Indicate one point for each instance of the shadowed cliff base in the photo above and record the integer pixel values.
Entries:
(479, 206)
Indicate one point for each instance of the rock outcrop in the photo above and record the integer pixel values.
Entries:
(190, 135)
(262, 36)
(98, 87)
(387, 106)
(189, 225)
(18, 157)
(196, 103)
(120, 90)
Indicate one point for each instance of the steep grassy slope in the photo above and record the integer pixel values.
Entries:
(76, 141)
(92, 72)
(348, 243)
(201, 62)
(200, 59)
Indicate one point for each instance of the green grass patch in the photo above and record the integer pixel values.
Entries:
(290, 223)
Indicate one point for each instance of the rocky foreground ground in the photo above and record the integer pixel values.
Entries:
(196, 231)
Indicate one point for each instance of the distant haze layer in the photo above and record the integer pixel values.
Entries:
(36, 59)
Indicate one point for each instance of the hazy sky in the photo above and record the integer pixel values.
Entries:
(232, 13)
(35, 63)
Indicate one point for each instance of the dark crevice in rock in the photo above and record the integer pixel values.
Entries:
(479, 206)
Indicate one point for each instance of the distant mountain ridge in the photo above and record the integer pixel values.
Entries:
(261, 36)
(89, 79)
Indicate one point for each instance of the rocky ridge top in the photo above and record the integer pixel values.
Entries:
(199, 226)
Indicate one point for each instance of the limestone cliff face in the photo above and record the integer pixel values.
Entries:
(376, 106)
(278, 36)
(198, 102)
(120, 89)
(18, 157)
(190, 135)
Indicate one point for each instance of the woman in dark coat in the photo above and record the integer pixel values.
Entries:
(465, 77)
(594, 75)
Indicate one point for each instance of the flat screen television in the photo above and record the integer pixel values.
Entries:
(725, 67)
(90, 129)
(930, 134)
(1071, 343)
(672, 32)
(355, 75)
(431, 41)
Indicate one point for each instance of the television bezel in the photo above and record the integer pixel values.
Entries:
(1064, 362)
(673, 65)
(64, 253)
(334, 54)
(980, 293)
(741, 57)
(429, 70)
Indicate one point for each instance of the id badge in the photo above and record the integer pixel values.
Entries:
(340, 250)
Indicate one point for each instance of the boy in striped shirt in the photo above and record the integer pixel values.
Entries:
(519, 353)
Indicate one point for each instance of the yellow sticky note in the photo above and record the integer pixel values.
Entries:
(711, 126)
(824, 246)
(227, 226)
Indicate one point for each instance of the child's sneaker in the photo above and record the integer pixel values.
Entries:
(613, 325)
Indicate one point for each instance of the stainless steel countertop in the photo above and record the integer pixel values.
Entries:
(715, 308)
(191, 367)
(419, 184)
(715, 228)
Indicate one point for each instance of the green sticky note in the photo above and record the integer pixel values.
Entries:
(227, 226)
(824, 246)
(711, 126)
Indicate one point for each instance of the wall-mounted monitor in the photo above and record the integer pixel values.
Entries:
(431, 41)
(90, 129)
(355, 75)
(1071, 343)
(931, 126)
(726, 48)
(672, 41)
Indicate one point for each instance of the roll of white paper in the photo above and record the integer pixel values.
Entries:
********
Required action ▸ Start to finish, copy the records above with no differences.

Problem solution ▸
Indicate one point for each instance of the shadowed cliff base in the photo above and record the integer pixel values.
Entries:
(479, 206)
Indicate one point for each instance of the rock outcrop in the photo above and record the integer pixel values.
Entries:
(190, 135)
(262, 36)
(98, 87)
(387, 106)
(189, 225)
(18, 157)
(196, 103)
(120, 90)
Indicate one point for each instance of the steep grassy slope in the photo above and record the integer pixel values.
Entries:
(76, 141)
(92, 72)
(348, 243)
(201, 62)
(200, 59)
Indicate one point for each instance of the green grass patch in the photo above and record the integer pixel values.
Entries:
(290, 223)
Indicate one point for each instance of the rocky foreground ground in the photo above and record the integer pixel values.
Entries:
(196, 231)
Indicate one point for each instance of the distant haze layer in the photo above and record the integer pixel values.
Entries:
(36, 59)
Indicate one point for each instance of the hazy sky in the photo above and record the integer pixel values.
Entries:
(232, 13)
(35, 63)
Indicate one point for each instance of the dark crevice in rock in the photo above and record the integer pixel values.
Entries:
(479, 206)
Indicate one point for each instance of the distant mountain ridge in the photo above and record the integer pixel values.
Entries:
(261, 36)
(89, 79)
Indicate one point for each instance of the rocky ridge top in the photo above and record the integer pixel values.
Entries:
(199, 226)
Indicate one point for each instance of the limestone cliff face in the photo above and record the integer pixel values.
Entries:
(376, 106)
(278, 36)
(198, 102)
(120, 89)
(18, 157)
(190, 135)
Indicate one point for each instance of the woman in dark coat in the photo above and record the integer pixel values.
Entries:
(465, 77)
(594, 75)
Indicate one point for each instance of the flat screen television in the photo above and record the integer pixel values.
Entries:
(725, 67)
(90, 129)
(930, 134)
(1071, 343)
(672, 32)
(355, 75)
(431, 41)
Indicate one point for each instance of the television bezel in the photo above and record the integer pixel values.
Entries:
(1064, 362)
(673, 65)
(64, 253)
(334, 54)
(980, 293)
(741, 57)
(429, 70)
Indicate one point for each instance of the id badge in the photo above and record the integer pixel values.
Entries:
(340, 250)
Indicate one point for each instance of the boy in striped shirt in the photo above and record the integer pixel values.
Entries:
(519, 353)
Indicate one point for each instance of the yellow sticky note in the photo above and record the integer pixel values.
Entries:
(711, 126)
(824, 246)
(227, 226)
Indicate one point for each instance of the child's sneaker in the photo above and record the integer pixel values.
Entries:
(613, 325)
Indicate one point for each instance of the stainless steel countertop in the photo above and record the integer pixel values.
Entries:
(715, 308)
(191, 367)
(419, 184)
(715, 228)
Indicate one point for each instance of the green sticky note in the photo above and record the integer pixel values.
Entries:
(227, 226)
(824, 246)
(711, 126)
Indicate one point for each instance of the wall-mounted monitor in the photo above and record the integer pixel values.
Entries:
(431, 41)
(90, 129)
(355, 75)
(1071, 343)
(931, 126)
(726, 48)
(672, 41)
Indicate one point for each instance of the roll of white paper in the photo above and record the integer pixel values.
Entries:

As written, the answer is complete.